■ What you are asked to do ■
Can you write out the rows below again with "segment" replaced by "outline" everywhere and nothing else changed? Leave the pictures out.

[Recorded data]
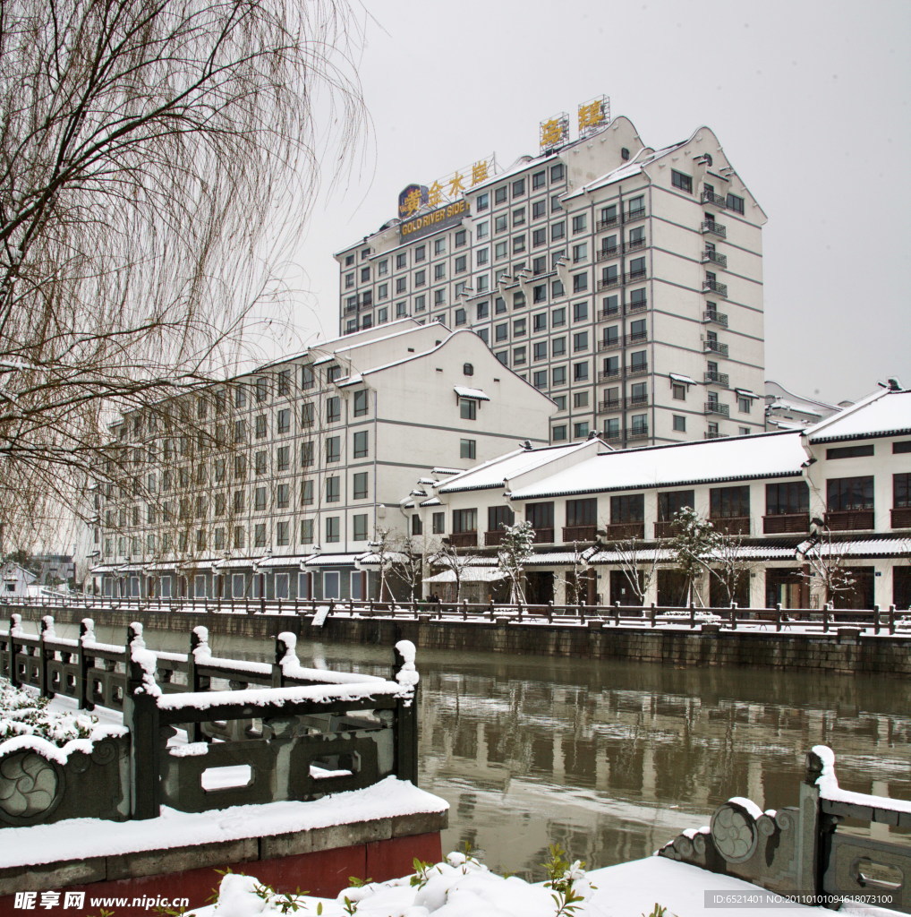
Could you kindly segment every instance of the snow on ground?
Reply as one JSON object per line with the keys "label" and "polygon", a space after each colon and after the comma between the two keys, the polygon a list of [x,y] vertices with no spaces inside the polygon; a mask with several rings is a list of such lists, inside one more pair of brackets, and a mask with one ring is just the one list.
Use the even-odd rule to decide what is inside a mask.
{"label": "snow on ground", "polygon": [[[255,866],[253,866],[255,868]],[[450,854],[445,861],[427,866],[413,876],[346,889],[335,900],[302,896],[296,900],[302,915],[323,917],[639,917],[661,908],[667,917],[742,917],[750,901],[771,892],[755,885],[718,876],[697,867],[661,856],[622,863],[585,872],[567,864],[555,881],[532,884],[515,876],[490,872],[474,857]],[[573,898],[567,895],[579,896]],[[740,906],[723,901],[740,898]],[[767,899],[766,899],[767,900]],[[193,911],[197,917],[271,917],[284,913],[285,896],[269,899],[250,876],[228,875],[222,881],[217,903]],[[575,910],[566,905],[575,906]],[[560,910],[561,906],[565,910]],[[760,906],[753,903],[753,907]],[[769,905],[765,905],[768,907]],[[760,906],[761,907],[761,906]],[[773,906],[783,917],[823,917],[831,911],[803,905]],[[761,907],[761,910],[764,910]],[[840,913],[893,915],[896,911],[856,903]]]}

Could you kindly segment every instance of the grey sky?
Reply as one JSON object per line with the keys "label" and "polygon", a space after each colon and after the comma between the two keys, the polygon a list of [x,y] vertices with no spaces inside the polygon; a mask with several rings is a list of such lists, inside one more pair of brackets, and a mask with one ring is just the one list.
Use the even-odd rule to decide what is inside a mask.
{"label": "grey sky", "polygon": [[[604,94],[654,147],[705,124],[769,216],[766,376],[828,401],[911,385],[908,0],[368,0],[362,167],[297,252],[303,340],[337,333],[332,252],[395,215],[399,191]],[[372,17],[372,18],[370,18]]]}

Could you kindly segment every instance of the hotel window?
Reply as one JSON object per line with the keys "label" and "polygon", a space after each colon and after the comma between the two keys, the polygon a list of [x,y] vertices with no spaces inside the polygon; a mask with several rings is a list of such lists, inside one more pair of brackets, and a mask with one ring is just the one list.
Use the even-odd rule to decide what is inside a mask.
{"label": "hotel window", "polygon": [[341,479],[335,476],[325,480],[325,502],[337,503],[341,498]]}
{"label": "hotel window", "polygon": [[675,188],[686,191],[687,194],[693,193],[693,179],[689,175],[678,172],[676,169],[671,170],[671,184]]}
{"label": "hotel window", "polygon": [[351,479],[355,500],[367,500],[368,476],[367,471],[357,471]]}
{"label": "hotel window", "polygon": [[356,458],[366,458],[369,454],[369,439],[367,430],[358,430],[355,434],[354,449]]}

■ Exercise solution ■
Could you kindly outline every instance of the snow on ground?
Reply as one JSON object per line with the keys "label" and "polygon", a space after each colon and after the comma between the two keys, the polygon a list of [x,y] vertices with no spaces inside the polygon; a mask with several rings is a list of such lists, inside one more pair of brackets, and a mask with one ring is just the one list.
Use the even-odd rule to decide what is inside a mask.
{"label": "snow on ground", "polygon": [[[255,866],[253,866],[255,868]],[[450,854],[445,861],[427,866],[413,876],[346,889],[335,900],[302,896],[296,900],[302,915],[323,917],[639,917],[661,908],[667,917],[742,917],[750,901],[771,892],[755,885],[718,876],[697,867],[661,856],[622,863],[585,872],[567,864],[555,881],[532,884],[515,876],[490,872],[474,857]],[[573,898],[567,895],[579,896]],[[740,906],[723,901],[740,898]],[[767,899],[766,899],[767,900]],[[193,911],[197,917],[271,917],[284,913],[285,896],[269,899],[250,876],[228,875],[222,881],[217,903]],[[575,910],[566,905],[575,906]],[[560,910],[561,906],[565,910]],[[760,906],[753,903],[753,907]],[[769,905],[765,905],[768,907]],[[760,906],[761,907],[761,906]],[[773,906],[783,917],[823,917],[831,911],[803,905]],[[761,907],[761,910],[764,910]],[[840,913],[893,915],[896,911],[856,903]]]}

Could you kindly outline every instance of the grey sky?
Reply as one JSON object per line with the keys "label" and "polygon", a space after each colon and after the comma between the two keys, the polygon a list of [x,y] vertices with no spaces inside the polygon; a mask with several rings is a list of such lists, inside one more pair of brackets, and a mask with one ring is just the one list.
Use the even-odd rule to decide what is inside a mask.
{"label": "grey sky", "polygon": [[[604,94],[654,147],[705,124],[769,216],[766,376],[828,401],[911,385],[908,0],[368,0],[362,167],[297,252],[303,340],[337,333],[332,252],[395,215],[399,191]],[[372,17],[372,18],[370,18]]]}

Could you kindly outline every instance of the hotel window?
Reply as one JSON object per line with the keys "label" and "polygon", a space after each colon and after the comma between the two keys, the polygon a list of [x,y] vertices with no spaces inside the polygon; a mask with several rings is a list of such lists, inside one more pair of brackets, and a mask with one ring is just the one list.
Use the even-odd rule to decide what is inside a mask.
{"label": "hotel window", "polygon": [[341,479],[335,476],[325,480],[325,502],[337,503],[341,498]]}
{"label": "hotel window", "polygon": [[675,188],[686,191],[687,194],[693,193],[693,179],[689,175],[678,172],[676,169],[671,170],[671,184]]}
{"label": "hotel window", "polygon": [[351,479],[355,500],[367,500],[368,476],[367,471],[357,471]]}
{"label": "hotel window", "polygon": [[356,458],[366,458],[369,454],[369,439],[367,430],[358,430],[355,434],[354,449]]}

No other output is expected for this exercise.